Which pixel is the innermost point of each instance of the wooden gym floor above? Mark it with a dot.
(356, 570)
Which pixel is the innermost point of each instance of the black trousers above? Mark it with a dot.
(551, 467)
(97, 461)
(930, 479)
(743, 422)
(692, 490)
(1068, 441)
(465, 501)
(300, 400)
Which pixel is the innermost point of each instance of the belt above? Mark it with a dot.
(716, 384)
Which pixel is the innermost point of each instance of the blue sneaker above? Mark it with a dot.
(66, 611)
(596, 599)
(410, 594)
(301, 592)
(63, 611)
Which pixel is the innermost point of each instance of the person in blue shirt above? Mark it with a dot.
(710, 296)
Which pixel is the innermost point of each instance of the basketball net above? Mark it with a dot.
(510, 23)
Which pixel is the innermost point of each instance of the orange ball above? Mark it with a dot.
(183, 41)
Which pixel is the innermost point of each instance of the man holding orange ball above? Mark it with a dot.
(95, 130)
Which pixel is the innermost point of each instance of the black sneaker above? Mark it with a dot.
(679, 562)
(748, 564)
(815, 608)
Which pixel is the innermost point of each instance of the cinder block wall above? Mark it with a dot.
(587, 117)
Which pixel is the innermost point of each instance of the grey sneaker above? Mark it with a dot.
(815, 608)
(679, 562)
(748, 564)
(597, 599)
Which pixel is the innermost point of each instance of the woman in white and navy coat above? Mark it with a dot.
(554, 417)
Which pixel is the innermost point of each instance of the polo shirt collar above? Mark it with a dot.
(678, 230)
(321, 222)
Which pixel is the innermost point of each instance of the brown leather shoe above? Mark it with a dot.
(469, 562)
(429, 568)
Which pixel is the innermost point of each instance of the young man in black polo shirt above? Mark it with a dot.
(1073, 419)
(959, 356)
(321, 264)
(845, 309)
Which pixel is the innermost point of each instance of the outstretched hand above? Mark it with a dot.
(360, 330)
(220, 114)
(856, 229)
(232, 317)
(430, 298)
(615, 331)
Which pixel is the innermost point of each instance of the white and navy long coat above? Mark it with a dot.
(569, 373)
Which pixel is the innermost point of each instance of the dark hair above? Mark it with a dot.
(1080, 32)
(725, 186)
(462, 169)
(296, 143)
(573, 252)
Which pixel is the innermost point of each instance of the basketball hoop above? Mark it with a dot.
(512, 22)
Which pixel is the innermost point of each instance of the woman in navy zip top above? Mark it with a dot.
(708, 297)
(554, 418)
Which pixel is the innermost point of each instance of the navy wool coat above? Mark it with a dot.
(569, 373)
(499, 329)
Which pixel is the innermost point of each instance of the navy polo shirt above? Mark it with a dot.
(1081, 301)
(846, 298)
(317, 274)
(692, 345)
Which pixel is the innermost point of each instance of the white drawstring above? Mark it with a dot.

----

▸ **What this task involves**: Reproduce every line of the listing above, word for word, with nothing changed.

▸ **Solution for this problem**:
Which pixel is the innermost point of each instance of the wooden gym floor above? Mark it with a dot.
(356, 570)
Which pixel is the innermost point of each instance of the black trousers above? Mark it with a dot.
(551, 467)
(97, 461)
(930, 479)
(743, 422)
(692, 490)
(1068, 441)
(465, 501)
(300, 400)
Which pixel is the innermost point of each instance of the belt above? Mark it with a dot.
(716, 384)
Which pixel is the innermost point of each instance of the blue sneaker above? Mark it with a dot.
(66, 611)
(596, 599)
(410, 594)
(301, 592)
(63, 611)
Which pixel is the innermost point of each instance of the person in blue shirt above? Mark it with a dot.
(710, 296)
Which pixel is the innermost point of each instance of the basketball net above? Mark it with a dot.
(510, 23)
Which pixel is the innermost point of each instance of the orange ball above? Mark it with a dot.
(183, 41)
Which pixel is the innermost point of each instance of the man holding orange ball above? Mark it with a dot.
(95, 130)
Which pixel is the innermost point of each instance of the black sneaker above? Mark it with a dot.
(679, 562)
(748, 564)
(815, 608)
Which pixel is the innermost point of each instance of the cinder block wall above? Mark it with a dot.
(587, 117)
Which pixel is the innermost point of each instance of the grey sneaker above? Mark it with a dot.
(815, 608)
(679, 562)
(748, 564)
(597, 599)
Which pixel is the innermost point of each instance of the woman in white and navy coat above? Mark it with a dot.
(554, 417)
Which pixel is the innermost point of each instance of the polo shirt collar above? Mark it with a dot.
(678, 230)
(321, 222)
Which pixel is the innermost point of each instance of the brown leather shoe above? Mark it with a dot.
(469, 562)
(429, 568)
Which pixel is the innermost point of each instance of the young man in black polo shirt above? Mark it with a dot.
(1073, 419)
(959, 356)
(321, 264)
(845, 309)
Which pixel is the innermost point of each instance of the outstretched hand above? Mark it with a dot.
(360, 330)
(220, 114)
(856, 229)
(232, 317)
(430, 298)
(615, 331)
Which pixel is the innermost point of each instance of the white and navy long coat above? Mark it with a dot.
(569, 373)
Which pixel is the innermost point of each instance of the dark hair above? Mark it with a dot.
(1080, 32)
(725, 186)
(462, 169)
(296, 143)
(573, 252)
Which pixel is the innermost point of each instance of the basketball hoop above? Mark it with a dot.
(512, 22)
Which pixel is the innermost point of each instance of the woman in navy zip top above? Mark it with a dot.
(708, 297)
(554, 418)
Which pixel is the innermost point of each instance of the navy wool coat above? Mark it with a dot.
(569, 373)
(499, 329)
Which pixel is the innermost point of each instance of the navy polo shirt above? Mark it with a dot.
(1081, 301)
(846, 298)
(317, 274)
(692, 345)
Which pixel is the innermost point of each instance of the white drawstring above? Mark it with a dot.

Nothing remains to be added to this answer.